* **Задача 1**: Обновите фрагмент статьи о ближневосточной политике России, заменив в нем «статиста» на «участника». Начните со слов «Российская политика в» и остановитесь после слов «Ираке в 2003 г.».

* **Выбранный текст**:

:::

Российская политика в регионе Ближнего Востока, наверное, может считаться одним из самых заметных международных достижений Владимира Путина за последние годы. При относительно небольших вложениях материальных ресурсов и при минимальных боевых потерях Москве удалось превратиться из почти незаметного статиста на ближневосточной сцене в одного из главных действующих лиц, без которого сегодня нельзя решить ни одного крупного вопроса региональной безопасности. Российские успехи выглядят еще более впечатляющими, если сравнить результаты российской операции в Сирии с итогами интервенции США и их союзников в Ираке в 2003 г.
Очевидные российские достижения в регионе требуют какого-то объяснения. Некоторые наблюдатели полагают, что победы Москвы связаны с тем, что после не вполне удачной вовлеченности в Ираке, в годы администрации Барака Обамы США по сути отказались от новых интервенционистских акций в регионе, оставив после себя геополитический вакуум силы. Этот вакуум оперативно и без чрезмерных издержек для себя заполнила Россия.
Другое объяснение сводится к тому, что Кремль переиграл западных соперников за счет более высокого уровня экспертного сопровождения своей ближневосточной политики. В отличии от американских стратегов, российское руководство опиралось на высокопрофессиональное сообщество востоковедов, хорошо знающих и понимающих регион.
Третье объяснение — главным преимуществом Владимира Путина была последовательность и неизменность его политики в регионе, снискавшая России если не любовь, то, по крайней мере, уважение не только со стороны ближневосточных партнеров Москвы, но и со стороны ее ближневосточных оппонентов.
Возникает вопрос — способна ли Москва надолго сохранить нынешнее статус-кво в Сирии, да и в регионе в целом, даже если сохранение такого статус-кво отвечает российским интересам? Логично предположить, что, что сохранение статус-кво в среднесрочной, а тем более — в долгосрочной перспективе маловероятно. Значит, Москве нужно искать такие решения ближневосточных проблем, которые позволили бы конвертировать нынешние военные успехи России в более устойчивое, пусть даже и менее явное и бесспорное политическое влияние в регионе.
Официальная позиция Москвы состоит в том, что оптимальным решением ближневосточных проблем было бы создание инклюзивной региональной системы коллективной безопасности. Такая система подразумевает ближневосточный вариант европейского хельсинского процесса 70-х гг. прошлого века, активную поддержку со стороны Совета Безопасности ООН и формирования регионального аналога ОБСЕ. Возможно, такая конструкция, и была бы решением проблем безопасности региона, хотя стоит заметить, что в самой Европе эта модель не предотвратила украинского кризиса 2014 г. Однако, в обозримом будущем создание подобной системы не представляется возможным.

:::

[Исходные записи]

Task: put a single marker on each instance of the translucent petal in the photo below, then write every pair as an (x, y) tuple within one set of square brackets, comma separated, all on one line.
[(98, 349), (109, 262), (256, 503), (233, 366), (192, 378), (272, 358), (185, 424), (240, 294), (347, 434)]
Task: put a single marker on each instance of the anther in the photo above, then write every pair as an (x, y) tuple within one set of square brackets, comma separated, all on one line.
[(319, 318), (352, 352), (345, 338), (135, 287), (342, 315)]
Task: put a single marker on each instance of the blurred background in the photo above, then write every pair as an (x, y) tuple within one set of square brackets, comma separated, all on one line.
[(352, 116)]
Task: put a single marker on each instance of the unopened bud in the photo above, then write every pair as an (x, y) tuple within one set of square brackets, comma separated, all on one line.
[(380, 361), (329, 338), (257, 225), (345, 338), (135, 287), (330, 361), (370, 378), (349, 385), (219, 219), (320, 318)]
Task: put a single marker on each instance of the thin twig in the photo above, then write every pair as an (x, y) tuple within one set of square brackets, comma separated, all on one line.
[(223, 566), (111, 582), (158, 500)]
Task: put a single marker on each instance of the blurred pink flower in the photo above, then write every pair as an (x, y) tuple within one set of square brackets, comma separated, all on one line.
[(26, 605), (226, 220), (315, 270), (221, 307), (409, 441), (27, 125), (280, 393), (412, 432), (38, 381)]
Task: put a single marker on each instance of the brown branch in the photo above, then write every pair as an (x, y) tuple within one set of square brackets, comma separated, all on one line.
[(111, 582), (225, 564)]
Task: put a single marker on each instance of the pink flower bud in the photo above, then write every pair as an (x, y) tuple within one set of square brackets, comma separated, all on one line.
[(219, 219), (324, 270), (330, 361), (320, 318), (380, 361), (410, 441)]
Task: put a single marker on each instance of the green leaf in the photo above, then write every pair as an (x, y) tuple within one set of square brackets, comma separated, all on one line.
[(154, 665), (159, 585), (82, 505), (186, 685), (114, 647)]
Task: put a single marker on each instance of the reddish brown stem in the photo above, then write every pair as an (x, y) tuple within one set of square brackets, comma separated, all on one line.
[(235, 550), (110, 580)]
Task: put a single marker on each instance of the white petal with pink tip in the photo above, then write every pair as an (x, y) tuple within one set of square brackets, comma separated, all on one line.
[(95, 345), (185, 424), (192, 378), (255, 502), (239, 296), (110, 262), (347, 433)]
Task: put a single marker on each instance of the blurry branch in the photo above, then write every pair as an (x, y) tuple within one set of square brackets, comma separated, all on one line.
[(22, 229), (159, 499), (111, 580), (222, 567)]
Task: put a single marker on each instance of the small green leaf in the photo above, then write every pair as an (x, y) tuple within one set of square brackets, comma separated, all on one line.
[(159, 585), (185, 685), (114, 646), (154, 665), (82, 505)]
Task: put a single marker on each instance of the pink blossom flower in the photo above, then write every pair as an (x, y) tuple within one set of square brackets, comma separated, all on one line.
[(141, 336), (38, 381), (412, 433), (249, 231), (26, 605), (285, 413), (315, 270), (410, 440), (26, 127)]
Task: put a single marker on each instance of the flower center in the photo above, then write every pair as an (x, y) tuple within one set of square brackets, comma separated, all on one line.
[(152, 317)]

:::

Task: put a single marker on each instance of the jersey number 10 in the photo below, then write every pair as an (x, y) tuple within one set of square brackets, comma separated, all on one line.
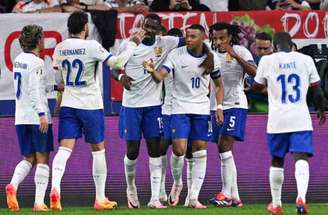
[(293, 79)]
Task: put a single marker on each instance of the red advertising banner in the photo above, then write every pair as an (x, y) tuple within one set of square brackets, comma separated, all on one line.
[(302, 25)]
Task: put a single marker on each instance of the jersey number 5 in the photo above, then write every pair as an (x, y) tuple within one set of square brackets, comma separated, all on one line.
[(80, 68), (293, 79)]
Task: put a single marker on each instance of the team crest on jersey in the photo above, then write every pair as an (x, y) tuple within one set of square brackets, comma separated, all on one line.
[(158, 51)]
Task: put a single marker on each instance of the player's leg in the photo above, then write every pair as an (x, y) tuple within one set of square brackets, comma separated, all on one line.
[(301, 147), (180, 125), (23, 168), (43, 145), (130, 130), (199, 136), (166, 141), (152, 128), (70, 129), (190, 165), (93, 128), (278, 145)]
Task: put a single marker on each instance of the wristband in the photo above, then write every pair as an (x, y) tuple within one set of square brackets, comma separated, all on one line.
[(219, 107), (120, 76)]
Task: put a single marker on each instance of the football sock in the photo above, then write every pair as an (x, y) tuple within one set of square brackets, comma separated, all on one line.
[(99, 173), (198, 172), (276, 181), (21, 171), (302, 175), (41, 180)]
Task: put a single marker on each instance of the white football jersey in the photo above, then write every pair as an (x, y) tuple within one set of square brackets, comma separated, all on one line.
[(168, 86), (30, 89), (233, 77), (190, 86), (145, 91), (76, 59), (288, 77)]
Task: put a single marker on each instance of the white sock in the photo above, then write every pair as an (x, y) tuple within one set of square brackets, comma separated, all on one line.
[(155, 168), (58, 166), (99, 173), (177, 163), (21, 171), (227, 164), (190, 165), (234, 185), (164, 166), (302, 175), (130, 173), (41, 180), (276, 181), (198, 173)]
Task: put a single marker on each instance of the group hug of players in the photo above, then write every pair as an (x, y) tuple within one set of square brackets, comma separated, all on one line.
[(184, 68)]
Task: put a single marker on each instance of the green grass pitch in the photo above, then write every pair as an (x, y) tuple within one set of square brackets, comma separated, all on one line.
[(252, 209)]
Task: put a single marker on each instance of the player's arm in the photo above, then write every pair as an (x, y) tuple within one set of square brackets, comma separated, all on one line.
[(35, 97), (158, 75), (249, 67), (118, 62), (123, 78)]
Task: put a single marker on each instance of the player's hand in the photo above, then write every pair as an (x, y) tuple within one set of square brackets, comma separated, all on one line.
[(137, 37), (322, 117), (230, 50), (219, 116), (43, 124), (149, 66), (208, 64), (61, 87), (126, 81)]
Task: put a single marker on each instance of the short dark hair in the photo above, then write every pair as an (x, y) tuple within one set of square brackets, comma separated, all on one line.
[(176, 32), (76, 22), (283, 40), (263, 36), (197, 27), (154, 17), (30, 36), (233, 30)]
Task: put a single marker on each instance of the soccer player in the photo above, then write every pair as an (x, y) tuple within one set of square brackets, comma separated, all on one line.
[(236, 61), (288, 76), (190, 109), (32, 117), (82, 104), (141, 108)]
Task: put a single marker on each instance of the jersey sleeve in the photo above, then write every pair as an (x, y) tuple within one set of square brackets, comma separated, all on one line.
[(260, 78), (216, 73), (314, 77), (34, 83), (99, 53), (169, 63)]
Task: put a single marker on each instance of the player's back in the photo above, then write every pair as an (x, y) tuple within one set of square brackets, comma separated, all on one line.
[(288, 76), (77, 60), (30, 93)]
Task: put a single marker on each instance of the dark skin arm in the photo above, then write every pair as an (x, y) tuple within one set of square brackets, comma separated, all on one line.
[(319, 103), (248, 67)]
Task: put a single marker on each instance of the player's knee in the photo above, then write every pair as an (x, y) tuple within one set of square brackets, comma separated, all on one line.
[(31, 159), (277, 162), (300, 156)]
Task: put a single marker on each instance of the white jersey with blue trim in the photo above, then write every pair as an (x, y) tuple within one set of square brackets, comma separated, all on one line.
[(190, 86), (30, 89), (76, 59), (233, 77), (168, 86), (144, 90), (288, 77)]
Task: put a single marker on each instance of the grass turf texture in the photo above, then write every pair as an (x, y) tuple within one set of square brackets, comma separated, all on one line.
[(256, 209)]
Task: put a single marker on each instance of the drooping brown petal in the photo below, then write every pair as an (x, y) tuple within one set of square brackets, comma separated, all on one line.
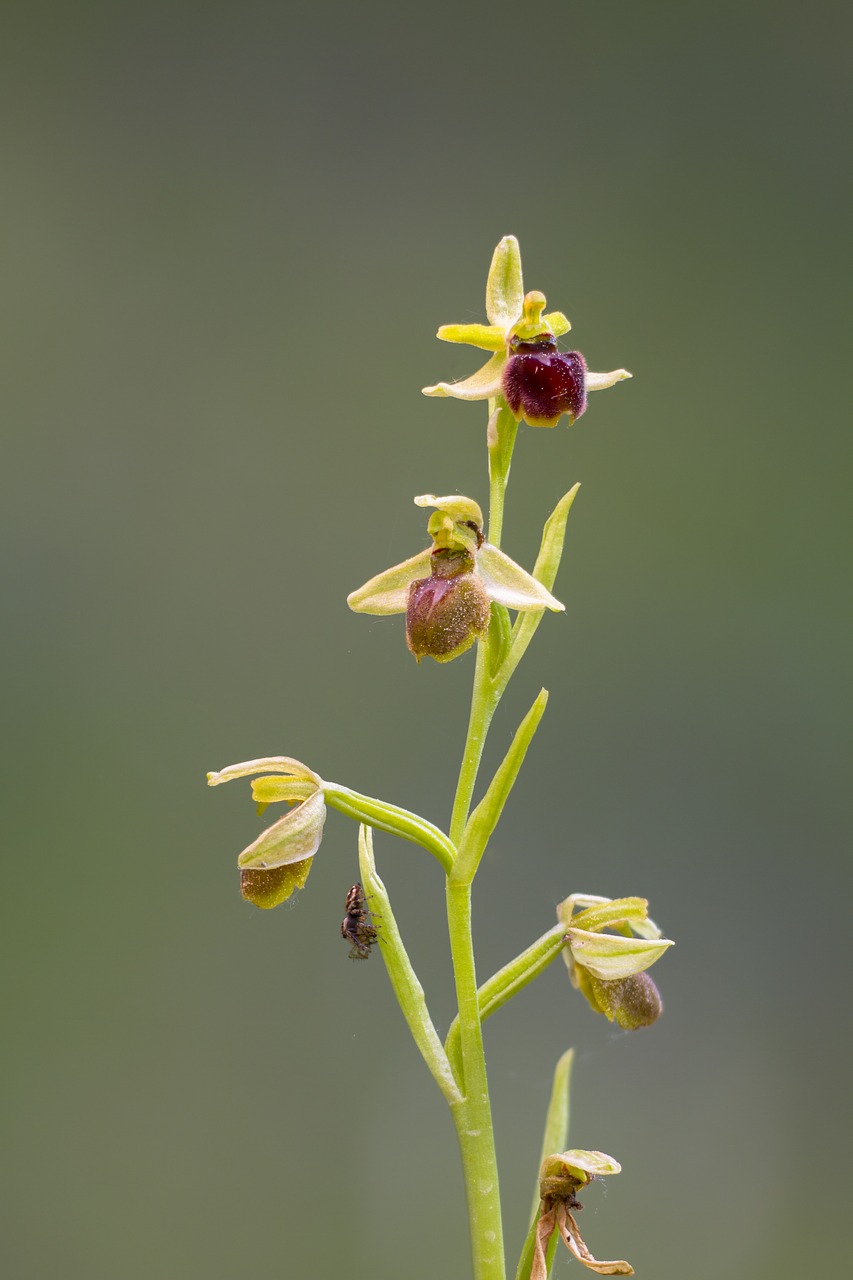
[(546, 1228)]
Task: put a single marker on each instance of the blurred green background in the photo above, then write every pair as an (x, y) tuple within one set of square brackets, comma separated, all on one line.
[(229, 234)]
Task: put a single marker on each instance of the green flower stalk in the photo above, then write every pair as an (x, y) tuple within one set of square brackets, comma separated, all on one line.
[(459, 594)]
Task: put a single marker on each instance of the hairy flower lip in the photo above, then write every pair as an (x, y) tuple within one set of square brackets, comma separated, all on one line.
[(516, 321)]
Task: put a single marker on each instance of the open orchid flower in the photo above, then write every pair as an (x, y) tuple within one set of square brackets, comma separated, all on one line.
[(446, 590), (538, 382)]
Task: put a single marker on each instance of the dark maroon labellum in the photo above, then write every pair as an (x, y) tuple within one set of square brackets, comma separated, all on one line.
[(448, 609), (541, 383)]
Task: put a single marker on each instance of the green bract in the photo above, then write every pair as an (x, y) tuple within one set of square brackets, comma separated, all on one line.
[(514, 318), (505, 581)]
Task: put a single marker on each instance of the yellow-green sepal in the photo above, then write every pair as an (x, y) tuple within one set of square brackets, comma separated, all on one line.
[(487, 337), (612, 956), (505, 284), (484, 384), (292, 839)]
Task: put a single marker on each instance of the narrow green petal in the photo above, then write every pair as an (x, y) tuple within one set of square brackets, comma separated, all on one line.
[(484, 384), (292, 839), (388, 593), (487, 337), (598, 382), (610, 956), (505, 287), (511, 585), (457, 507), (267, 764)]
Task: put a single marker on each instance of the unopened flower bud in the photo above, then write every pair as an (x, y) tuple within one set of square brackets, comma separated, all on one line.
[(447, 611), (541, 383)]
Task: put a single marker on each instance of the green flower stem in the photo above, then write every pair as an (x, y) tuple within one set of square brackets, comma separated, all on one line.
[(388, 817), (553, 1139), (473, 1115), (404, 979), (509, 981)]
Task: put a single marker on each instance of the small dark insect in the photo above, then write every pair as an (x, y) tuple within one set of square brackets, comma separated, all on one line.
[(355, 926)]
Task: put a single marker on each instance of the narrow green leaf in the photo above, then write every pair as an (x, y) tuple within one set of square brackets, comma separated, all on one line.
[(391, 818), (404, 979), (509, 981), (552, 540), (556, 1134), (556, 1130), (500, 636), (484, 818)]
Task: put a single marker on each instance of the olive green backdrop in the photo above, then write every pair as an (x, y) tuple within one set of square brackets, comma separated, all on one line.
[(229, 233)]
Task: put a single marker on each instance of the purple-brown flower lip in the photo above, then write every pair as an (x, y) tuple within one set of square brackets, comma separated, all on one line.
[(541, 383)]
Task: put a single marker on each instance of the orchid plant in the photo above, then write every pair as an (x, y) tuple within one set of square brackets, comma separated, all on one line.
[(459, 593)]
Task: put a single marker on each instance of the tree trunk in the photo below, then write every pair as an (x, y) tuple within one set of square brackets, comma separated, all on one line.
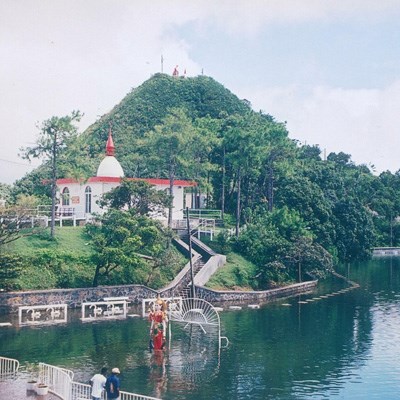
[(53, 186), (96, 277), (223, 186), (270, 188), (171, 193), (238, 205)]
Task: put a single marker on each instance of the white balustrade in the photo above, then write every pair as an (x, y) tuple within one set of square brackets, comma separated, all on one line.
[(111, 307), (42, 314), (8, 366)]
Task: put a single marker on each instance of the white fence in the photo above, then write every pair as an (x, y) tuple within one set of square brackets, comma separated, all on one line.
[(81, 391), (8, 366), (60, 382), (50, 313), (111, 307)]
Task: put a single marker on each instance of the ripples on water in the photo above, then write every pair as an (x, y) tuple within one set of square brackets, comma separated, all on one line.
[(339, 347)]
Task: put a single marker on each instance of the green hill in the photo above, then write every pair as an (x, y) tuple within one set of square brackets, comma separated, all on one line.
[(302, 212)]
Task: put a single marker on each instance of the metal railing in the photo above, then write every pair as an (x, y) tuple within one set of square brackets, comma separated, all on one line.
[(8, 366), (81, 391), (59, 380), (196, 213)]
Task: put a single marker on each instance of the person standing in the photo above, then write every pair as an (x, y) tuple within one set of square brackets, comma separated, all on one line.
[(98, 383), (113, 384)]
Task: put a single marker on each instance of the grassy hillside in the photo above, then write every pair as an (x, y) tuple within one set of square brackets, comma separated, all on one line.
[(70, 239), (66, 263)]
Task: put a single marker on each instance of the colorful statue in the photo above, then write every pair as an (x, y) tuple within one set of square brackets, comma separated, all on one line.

:::

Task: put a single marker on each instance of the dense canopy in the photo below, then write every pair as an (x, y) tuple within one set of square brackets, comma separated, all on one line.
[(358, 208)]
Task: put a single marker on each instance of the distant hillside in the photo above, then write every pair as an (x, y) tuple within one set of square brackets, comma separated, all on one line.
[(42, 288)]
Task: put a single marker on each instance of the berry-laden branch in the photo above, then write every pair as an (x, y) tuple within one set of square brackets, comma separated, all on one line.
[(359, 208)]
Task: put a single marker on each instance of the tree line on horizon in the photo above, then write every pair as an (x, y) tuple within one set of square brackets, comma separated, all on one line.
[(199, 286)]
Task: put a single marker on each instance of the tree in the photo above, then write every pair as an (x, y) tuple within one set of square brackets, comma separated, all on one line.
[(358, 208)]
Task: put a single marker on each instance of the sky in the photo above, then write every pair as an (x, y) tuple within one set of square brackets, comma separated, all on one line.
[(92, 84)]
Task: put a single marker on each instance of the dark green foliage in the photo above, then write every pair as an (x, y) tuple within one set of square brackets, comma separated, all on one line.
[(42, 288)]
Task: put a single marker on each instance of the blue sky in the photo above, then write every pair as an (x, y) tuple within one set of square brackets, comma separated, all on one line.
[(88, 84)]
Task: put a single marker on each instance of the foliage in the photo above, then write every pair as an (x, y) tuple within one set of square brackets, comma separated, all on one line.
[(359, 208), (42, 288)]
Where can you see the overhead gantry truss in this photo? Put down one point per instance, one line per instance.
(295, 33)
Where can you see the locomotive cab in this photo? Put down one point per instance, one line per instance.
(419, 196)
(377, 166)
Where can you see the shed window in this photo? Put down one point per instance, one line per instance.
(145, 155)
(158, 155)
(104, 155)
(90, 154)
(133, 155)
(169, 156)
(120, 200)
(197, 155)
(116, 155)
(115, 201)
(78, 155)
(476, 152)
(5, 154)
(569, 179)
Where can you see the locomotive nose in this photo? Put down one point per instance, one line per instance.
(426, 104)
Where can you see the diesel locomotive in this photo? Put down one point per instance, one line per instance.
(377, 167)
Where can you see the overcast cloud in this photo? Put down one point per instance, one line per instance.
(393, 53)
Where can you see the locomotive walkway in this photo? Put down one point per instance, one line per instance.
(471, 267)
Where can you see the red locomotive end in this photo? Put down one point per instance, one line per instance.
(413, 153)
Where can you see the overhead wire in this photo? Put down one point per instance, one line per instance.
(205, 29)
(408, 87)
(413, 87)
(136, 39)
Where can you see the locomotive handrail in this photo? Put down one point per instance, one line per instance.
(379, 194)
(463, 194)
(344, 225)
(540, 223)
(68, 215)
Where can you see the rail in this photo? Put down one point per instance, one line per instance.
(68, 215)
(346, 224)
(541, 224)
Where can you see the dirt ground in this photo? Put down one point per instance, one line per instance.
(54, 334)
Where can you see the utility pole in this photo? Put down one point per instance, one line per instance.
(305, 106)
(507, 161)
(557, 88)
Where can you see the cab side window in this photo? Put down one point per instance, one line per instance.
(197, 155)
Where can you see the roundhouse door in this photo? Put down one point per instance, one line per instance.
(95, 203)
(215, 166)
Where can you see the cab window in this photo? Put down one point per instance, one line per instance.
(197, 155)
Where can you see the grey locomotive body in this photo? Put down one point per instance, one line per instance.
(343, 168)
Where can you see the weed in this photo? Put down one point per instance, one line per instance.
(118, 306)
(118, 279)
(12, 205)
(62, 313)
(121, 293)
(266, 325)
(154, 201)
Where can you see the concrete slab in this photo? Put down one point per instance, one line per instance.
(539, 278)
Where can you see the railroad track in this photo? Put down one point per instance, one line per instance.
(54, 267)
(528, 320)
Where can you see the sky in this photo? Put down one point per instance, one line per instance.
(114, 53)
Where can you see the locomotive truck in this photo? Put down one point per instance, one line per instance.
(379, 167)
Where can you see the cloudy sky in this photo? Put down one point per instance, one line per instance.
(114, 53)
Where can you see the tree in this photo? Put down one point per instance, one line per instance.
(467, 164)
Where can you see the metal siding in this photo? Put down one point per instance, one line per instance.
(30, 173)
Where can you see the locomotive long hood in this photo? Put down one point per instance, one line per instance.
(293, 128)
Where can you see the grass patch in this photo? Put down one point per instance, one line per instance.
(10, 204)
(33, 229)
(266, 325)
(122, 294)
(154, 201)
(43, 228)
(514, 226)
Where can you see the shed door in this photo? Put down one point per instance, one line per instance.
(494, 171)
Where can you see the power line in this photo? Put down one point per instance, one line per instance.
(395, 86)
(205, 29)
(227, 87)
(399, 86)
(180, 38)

:::

* **Задача 2**: Оформите записи из блоков выше как CSV с двумя столбцами, «формулировка» и «ответ», начав со строки, содержащей «the player's knee», и закончив строкой, содержащей «[(31, 159), (277, 162), (300, 156)]», включительно. Каждое значение поместите в отдельное поле в кавычках, заменив переносы строк пробелами.

* **Правильный ответ 1**:
Российская политика в регионе Ближнего Востока, наверное, может считаться одним из самых заметных международных достижений Владимира Путина за последние годы. При относительно небольших вложениях материальных ресурсов и при минимальных боевых потерях Москве удалось превратиться из почти незаметного участника на ближневосточной сцене в одного из главных действующих лиц, без которого сегодня нельзя решить ни одного крупного вопроса региональной безопасности. Российские успехи выглядят еще более впечатляющими, если сравнить результаты российской операции в Сирии с итогами интервенции США и их союзников в Ираке в 2003 г.

* **Правильный ответ 2**:
формулировка,ответ
"Task: put a single marker on each instance of the player's knee in the photo above, then write every pair as an (x, y) tuple within one set of square brackets, comma separated, all on one line.","[(31, 159), (277, 162), (300, 156)]"